Could you output the listing that follows exactly, without its images?

/---

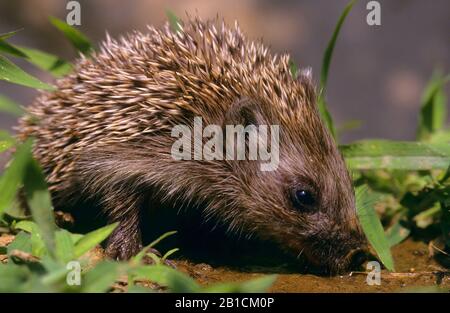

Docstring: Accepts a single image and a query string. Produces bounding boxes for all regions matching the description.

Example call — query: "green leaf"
[0,29,23,40]
[73,222,118,258]
[429,129,450,144]
[161,248,179,263]
[385,221,410,247]
[0,130,15,153]
[317,97,336,139]
[0,139,33,217]
[49,17,93,55]
[133,230,177,263]
[0,40,28,58]
[15,46,72,77]
[81,261,119,292]
[0,55,55,90]
[23,158,56,256]
[55,229,75,263]
[203,275,277,293]
[289,60,298,78]
[0,262,31,292]
[14,220,36,233]
[130,264,200,292]
[0,94,24,116]
[341,140,450,170]
[417,72,449,140]
[318,0,356,139]
[29,222,47,258]
[166,10,182,33]
[7,231,32,256]
[355,185,395,271]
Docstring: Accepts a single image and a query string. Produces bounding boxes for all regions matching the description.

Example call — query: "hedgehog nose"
[348,249,367,269]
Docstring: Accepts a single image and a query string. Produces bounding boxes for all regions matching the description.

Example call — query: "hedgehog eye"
[291,189,316,212]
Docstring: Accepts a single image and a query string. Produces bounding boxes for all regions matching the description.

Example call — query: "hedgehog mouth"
[298,240,368,275]
[298,249,366,275]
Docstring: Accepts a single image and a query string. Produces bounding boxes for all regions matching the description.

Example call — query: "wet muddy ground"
[2,232,448,292]
[173,239,450,292]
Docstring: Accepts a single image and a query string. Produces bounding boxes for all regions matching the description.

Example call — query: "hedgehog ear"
[224,97,264,127]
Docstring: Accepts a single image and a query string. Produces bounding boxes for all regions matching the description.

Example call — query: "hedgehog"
[18,16,367,273]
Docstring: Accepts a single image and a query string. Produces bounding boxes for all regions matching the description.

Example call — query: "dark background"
[0,0,449,143]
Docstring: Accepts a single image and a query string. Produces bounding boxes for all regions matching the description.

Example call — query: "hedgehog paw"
[105,229,143,260]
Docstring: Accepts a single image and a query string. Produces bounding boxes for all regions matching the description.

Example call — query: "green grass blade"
[317,97,336,139]
[0,130,15,153]
[318,0,357,139]
[0,38,73,77]
[320,0,356,91]
[0,139,33,217]
[73,222,118,258]
[355,185,395,271]
[0,55,55,90]
[55,229,75,263]
[130,264,200,292]
[385,221,410,247]
[49,17,93,55]
[417,72,449,141]
[341,139,450,170]
[289,59,298,78]
[161,248,179,263]
[81,261,119,292]
[166,10,182,33]
[7,231,32,256]
[0,94,24,116]
[0,29,23,40]
[23,158,57,256]
[15,46,72,77]
[0,40,28,58]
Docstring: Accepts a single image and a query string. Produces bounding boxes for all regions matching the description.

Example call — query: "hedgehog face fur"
[19,16,367,273]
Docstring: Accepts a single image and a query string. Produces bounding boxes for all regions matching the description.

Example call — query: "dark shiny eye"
[292,189,316,211]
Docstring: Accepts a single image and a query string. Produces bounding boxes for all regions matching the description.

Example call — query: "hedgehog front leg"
[102,192,144,260]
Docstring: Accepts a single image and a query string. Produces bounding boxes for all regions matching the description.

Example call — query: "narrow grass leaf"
[0,263,31,292]
[81,261,119,292]
[355,185,395,271]
[15,46,72,77]
[166,10,182,33]
[318,0,357,139]
[24,158,57,256]
[385,221,410,247]
[417,72,449,140]
[0,130,15,153]
[7,231,32,256]
[341,140,450,170]
[14,220,36,233]
[0,138,33,217]
[289,60,298,78]
[161,248,179,263]
[0,29,23,40]
[0,55,55,90]
[0,40,28,58]
[0,94,24,116]
[29,222,47,258]
[55,229,75,262]
[131,264,200,292]
[49,17,93,55]
[73,222,118,258]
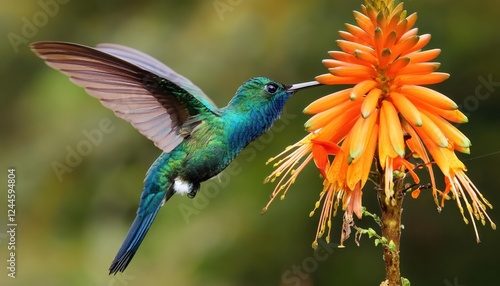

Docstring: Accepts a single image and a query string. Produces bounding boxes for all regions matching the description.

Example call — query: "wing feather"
[31,41,220,153]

\---

Answer to this task:
Docstring: Accepts a single image and a query string. Produces bounding boxes for all regions matching the description.

Example call — query: "green leaf"
[0,29,23,40]
[73,222,118,258]
[429,129,450,144]
[161,248,179,263]
[385,221,410,247]
[0,130,15,153]
[317,97,336,139]
[0,139,33,217]
[49,17,93,55]
[133,230,177,263]
[0,40,28,58]
[15,46,72,77]
[81,261,119,292]
[0,55,55,90]
[23,158,56,256]
[55,229,75,263]
[203,275,277,293]
[289,60,298,78]
[0,262,31,292]
[14,220,36,233]
[130,264,200,292]
[0,94,24,116]
[341,140,450,170]
[417,72,449,140]
[318,0,356,139]
[29,222,47,258]
[166,10,182,33]
[7,231,32,256]
[355,185,395,271]
Docstring: Accepts a single image and a query string. Produces bounding boxes for all regions matching the description.

Example call — query: "hedgehog nose"
[348,249,367,269]
Docstring: Accepts a single image and a query string. Produces bounding boxes for all regions matching the description.

Example call — query: "hedgehog eye"
[291,189,316,212]
Docstring: Accepts a single image and a query string. Produces bounding boxes for all regions matching the description.

Example call — query: "hedgehog mouth"
[298,240,368,275]
[298,249,366,275]
Docstring: Accepts a single image and a query string. Produces bounding boxes for all regions matching the description.

Example call — query: "wet muddy ground"
[2,232,448,292]
[173,239,450,292]
Docstring: Accepts a single image and a query string. Produces bounding boxes for all regions matching the description.

Example call — query: "hedgehog ear"
[224,97,264,127]
Docstring: Accepts a single image and a query string. Produces bounding boxes for all regions matching the description.

Example call — query: "hedgehog"
[18,16,367,273]
Docstring: Accepts a single image and a query string. Produces bounding boxes for all regions matching the description.

Example call — query: "dark background"
[0,0,449,143]
Docstring: Accepts a single image and a query string. Produces bounding boxes for all regions matching the description.

Example call — query: "hedgehog paw"
[105,229,143,260]
Docstring: Accepts a single image and a query string. Produces bounding boxes for all regions matching the description.

Example call — query: "green grass blade"
[317,97,336,139]
[0,130,15,153]
[318,0,357,139]
[0,38,73,77]
[320,0,356,91]
[0,139,33,217]
[73,222,118,258]
[355,185,395,271]
[0,55,55,90]
[55,229,75,263]
[130,264,200,292]
[385,221,410,247]
[49,17,93,55]
[417,72,449,141]
[341,139,450,170]
[289,59,298,78]
[161,248,179,263]
[81,261,119,292]
[166,10,182,33]
[7,231,32,256]
[0,94,24,116]
[0,29,23,40]
[23,158,57,256]
[15,46,72,77]
[0,40,28,58]
Docstring: Accepts a single image and a query string. Produces bounding boxes for all regions matching the description.

Example call — query: "hedgehog face fur"
[19,16,367,273]
Docstring: Accepts a single image and a query string. Produces bounding boxes for all regions matching the description.

Example call — query: "dark shiny eye"
[292,189,316,211]
Docstring: Accepts a single image and a query string. Produces bounding boxes for all regions matching the description.

Example call — query: "hedgehog front leg"
[102,192,144,260]
Docstring: Accepts a single image and a query string. Produces bounding boxes for all regions matching the description.

Example call — query: "narrow grass leaf"
[0,263,31,292]
[81,261,119,292]
[355,185,395,271]
[15,46,72,77]
[166,10,182,33]
[318,0,357,139]
[24,158,57,256]
[385,221,410,247]
[417,72,449,140]
[0,130,15,153]
[7,231,32,256]
[341,140,450,170]
[14,220,36,233]
[0,138,33,217]
[289,60,298,78]
[161,248,179,263]
[0,29,23,40]
[0,55,55,90]
[0,40,28,58]
[0,94,24,116]
[29,222,47,258]
[55,229,75,262]
[131,264,200,292]
[49,17,93,55]
[73,222,118,258]

Docstring: Accepts a single image and a query string. Produces bounding boxes for all regions matching the description.

Example call — query: "wing feather"
[31,41,220,153]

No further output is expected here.